PROBLEM TO WORK ON
As you reproduce every line below, keep it exactly as written and leave out the images.

DATA UNDER STUDY
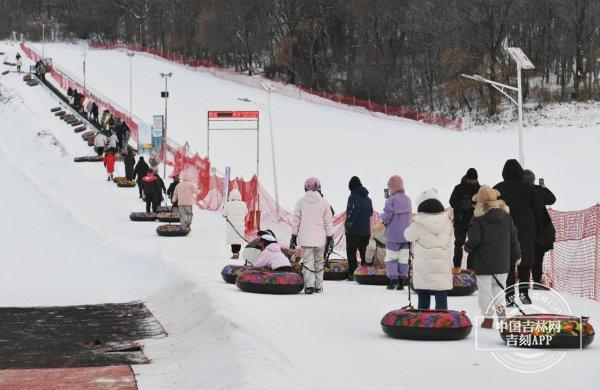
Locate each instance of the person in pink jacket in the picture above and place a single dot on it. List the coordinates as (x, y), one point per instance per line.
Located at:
(185, 195)
(271, 255)
(312, 229)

EXERCISE OUTPUT
Locate each instance of the person in pink jacket in the picture above and place a single dot on it. List the coordinates as (x, y), one point per instance per line.
Located at:
(185, 195)
(271, 255)
(312, 229)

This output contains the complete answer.